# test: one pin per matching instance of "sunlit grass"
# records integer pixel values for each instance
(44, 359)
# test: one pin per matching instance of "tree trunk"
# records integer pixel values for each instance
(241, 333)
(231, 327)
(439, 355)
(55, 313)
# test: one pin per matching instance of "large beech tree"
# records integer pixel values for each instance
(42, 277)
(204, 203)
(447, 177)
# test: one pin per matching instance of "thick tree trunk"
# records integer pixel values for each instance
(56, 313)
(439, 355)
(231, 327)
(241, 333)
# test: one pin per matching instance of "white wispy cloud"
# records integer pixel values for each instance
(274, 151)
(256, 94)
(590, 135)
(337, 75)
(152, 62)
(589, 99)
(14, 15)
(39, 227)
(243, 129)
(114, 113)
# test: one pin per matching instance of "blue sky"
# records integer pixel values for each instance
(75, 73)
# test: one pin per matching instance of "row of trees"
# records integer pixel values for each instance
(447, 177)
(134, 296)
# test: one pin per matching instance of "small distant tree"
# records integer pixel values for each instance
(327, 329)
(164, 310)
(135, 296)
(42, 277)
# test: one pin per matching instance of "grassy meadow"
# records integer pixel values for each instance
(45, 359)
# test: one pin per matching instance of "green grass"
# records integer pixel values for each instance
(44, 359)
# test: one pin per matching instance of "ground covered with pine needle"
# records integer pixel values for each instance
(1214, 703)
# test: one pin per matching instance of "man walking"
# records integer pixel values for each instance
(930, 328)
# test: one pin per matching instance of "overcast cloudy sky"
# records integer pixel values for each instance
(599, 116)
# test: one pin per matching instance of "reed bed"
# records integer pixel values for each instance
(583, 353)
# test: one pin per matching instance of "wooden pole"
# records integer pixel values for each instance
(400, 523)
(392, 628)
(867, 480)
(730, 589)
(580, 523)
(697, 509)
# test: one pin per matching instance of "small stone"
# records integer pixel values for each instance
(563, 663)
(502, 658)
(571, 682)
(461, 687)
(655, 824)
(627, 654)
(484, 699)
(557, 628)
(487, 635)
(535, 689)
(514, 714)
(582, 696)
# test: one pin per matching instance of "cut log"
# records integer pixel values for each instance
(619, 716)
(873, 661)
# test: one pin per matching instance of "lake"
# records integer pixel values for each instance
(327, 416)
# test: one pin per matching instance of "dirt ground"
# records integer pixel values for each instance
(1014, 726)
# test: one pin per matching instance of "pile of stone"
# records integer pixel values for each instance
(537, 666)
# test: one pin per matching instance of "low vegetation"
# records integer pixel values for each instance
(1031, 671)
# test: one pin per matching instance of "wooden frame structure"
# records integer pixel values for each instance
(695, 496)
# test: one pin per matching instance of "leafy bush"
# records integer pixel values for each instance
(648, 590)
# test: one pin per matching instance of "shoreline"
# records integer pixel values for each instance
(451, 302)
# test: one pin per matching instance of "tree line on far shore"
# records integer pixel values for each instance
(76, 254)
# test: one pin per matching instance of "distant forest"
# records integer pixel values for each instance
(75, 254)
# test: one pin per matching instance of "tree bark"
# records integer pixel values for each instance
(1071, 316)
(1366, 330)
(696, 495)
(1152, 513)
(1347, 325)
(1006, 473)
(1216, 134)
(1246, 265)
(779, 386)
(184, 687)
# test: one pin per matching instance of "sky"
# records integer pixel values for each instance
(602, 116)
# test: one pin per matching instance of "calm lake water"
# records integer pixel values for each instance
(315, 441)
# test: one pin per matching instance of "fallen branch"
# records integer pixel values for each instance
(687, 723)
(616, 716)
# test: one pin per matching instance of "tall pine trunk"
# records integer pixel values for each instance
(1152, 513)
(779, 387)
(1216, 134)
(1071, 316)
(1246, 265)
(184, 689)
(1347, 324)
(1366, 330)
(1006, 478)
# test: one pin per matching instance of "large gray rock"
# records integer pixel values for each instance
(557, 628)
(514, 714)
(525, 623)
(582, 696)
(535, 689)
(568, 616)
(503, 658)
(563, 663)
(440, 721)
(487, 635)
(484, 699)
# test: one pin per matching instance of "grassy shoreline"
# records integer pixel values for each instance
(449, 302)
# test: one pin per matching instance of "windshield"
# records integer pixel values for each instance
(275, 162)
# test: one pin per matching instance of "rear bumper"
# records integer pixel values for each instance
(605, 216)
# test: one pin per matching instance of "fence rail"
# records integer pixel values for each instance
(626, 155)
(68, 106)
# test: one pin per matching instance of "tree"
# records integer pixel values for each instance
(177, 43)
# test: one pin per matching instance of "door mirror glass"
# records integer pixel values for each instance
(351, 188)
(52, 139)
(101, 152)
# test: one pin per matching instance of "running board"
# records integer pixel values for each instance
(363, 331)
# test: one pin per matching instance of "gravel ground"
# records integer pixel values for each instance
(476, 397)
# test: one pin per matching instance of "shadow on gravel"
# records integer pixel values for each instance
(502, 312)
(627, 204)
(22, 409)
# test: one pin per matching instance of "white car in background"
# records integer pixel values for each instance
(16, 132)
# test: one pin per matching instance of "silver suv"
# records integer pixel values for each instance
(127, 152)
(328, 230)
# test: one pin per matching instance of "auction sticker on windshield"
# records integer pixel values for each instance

### Stated exercise
Write out the records shown above, exactly as they appear.

### Solution below
# test: one pin per matching instance of "sunlit grass"
# records integer pixel values for each instance
(44, 359)
# test: one pin per matching instance of "tree trunk"
# records integer pixel values for each instance
(241, 333)
(231, 327)
(439, 355)
(55, 313)
# test: one pin per matching instance of "large beech tree"
# records integer pixel values for each instance
(42, 277)
(204, 203)
(447, 177)
# test: one pin per matching instance of "thick tree trunk"
# records integer pixel values for each instance
(56, 313)
(439, 355)
(231, 327)
(241, 333)
# test: one pin per matching instance of "white wispy cloud"
# records integer pixel values for each instance
(274, 151)
(256, 94)
(590, 135)
(337, 75)
(152, 62)
(589, 99)
(14, 15)
(39, 227)
(243, 129)
(114, 113)
# test: one pin per matching instance of "blue sky"
# records integer pixel values for each instance
(75, 73)
# test: one pin per matching instance of "row of trees"
# records integer pixel values for each instance
(447, 177)
(134, 296)
# test: one pin per matching instance of "small distant tree"
# records integer pixel values for each instance
(327, 329)
(164, 310)
(135, 296)
(42, 277)
# test: one pin per matching instance of "grassy meadow"
# records integer pixel values for each instance
(45, 359)
# test: one pin per matching instance of "green grass"
# records integer pixel values for each instance
(44, 359)
# test: one pin per matching instance of "ground covered with pine needle"
# records integer pixel values for each instance
(1214, 703)
# test: one pin per matching instance of "man walking"
# records integer pixel values for each instance
(930, 328)
# test: one pin per matching instance of "overcast cloudy sky"
# records integer pixel values for each instance
(599, 116)
# test: one pin per matching instance of "reed bed"
# records integer pixel values for each instance
(583, 353)
# test: one pin per matching instance of "wooden pole"
# records integer pixel values for each instance
(400, 523)
(392, 628)
(867, 480)
(730, 589)
(580, 523)
(697, 509)
# test: one pin per matching instance of "small stone"
# records integer pixel values for each instance
(563, 663)
(502, 658)
(571, 682)
(461, 687)
(655, 824)
(627, 654)
(484, 699)
(557, 628)
(487, 635)
(535, 689)
(514, 714)
(582, 696)
# test: one pin per matching instance of "cut log"
# records integer pixel values for each instance
(619, 716)
(873, 661)
# test: one pin per matching instance of "lake"
# records integer pixel values for each instance
(327, 416)
# test: one pin per matching instance of "dirt ground"
# records integer pixel values for each instance
(1014, 726)
# test: one pin per matching instance of "pile of stone"
# records integer pixel values for each instance
(537, 666)
# test: one pin per matching instance of "low vegetation"
# records integer pixel values for each instance
(1031, 671)
# test: one pin per matching instance of "wooden frame structure"
# records integer pixel values for each instance
(695, 496)
# test: one pin per matching instance of "leafy bush"
# records integer pixel values for each instance
(648, 590)
# test: one pin per matching instance of "shoreline"
# records integer pixel values for each instance
(451, 302)
# test: one pin per matching instance of "tree line on far shore"
# records integer pixel values for each instance
(76, 254)
# test: one pin per matching instance of "distant forest"
# records integer pixel values for each instance
(75, 254)
# test: one pin per matching instance of "tree bark"
# records integer pixel values for each instance
(1071, 316)
(1366, 330)
(696, 495)
(1152, 513)
(1347, 325)
(1006, 473)
(1216, 134)
(1246, 265)
(779, 386)
(184, 687)
# test: one pin per matching instance of "sky"
# records integer pixel values for each instance
(602, 116)
# test: one pin per matching instance of "calm lake water"
# records integer pixel values for each instance
(315, 441)
# test: one pin per matching instance of "fallen branch"
# records integer pixel values for each instance
(687, 723)
(616, 716)
# test: one pin per matching instance of "tall pine trunk"
# records integer pixel values for each instance
(1152, 513)
(779, 387)
(1216, 134)
(1071, 316)
(1246, 265)
(184, 689)
(1347, 324)
(1366, 330)
(1006, 478)
# test: one pin per matching instance of "large gray rock"
# records integer pixel values for each instance
(557, 628)
(514, 714)
(525, 623)
(582, 696)
(535, 689)
(568, 616)
(503, 658)
(563, 663)
(440, 721)
(487, 635)
(484, 699)
# test: one pin per matching instance of "grassy shoreline"
# records integer pixel values for each instance
(449, 302)
# test: one pin per matching instance of "windshield"
# records integer pixel values for each instance
(275, 162)
# test: one pin per matching instance of "rear bumper"
# records integer pixel values for each instance
(605, 216)
# test: one pin per matching instance of "fence rail"
# records integer pixel values for each instance
(626, 155)
(68, 106)
# test: one pin per matching instance of "tree"
# records integer pixel values for each instance
(177, 43)
# test: one pin per matching instance of "door mirror glass"
# records integer pixel values for each instance
(351, 188)
(52, 139)
(101, 152)
# test: one pin per matching instance of "running board"
# records integer pixel values for each instance
(363, 331)
# test: one pin per matching instance of "gravel ground"
# records integer pixel values for each instance
(476, 397)
# test: one pin per matching instance of "shadow on gravel"
# records integer pixel values for each instance
(502, 312)
(627, 204)
(22, 409)
# test: one pin per matching instance of "white car in background"
# records integer pixel values for each instance
(16, 132)
# test: one pin per matching instance of "silver suv"
# records integer pixel values for each instance
(127, 152)
(328, 230)
# test: one pin per matching instance of "auction sticker on windshield"
# records integer pixel values for each instance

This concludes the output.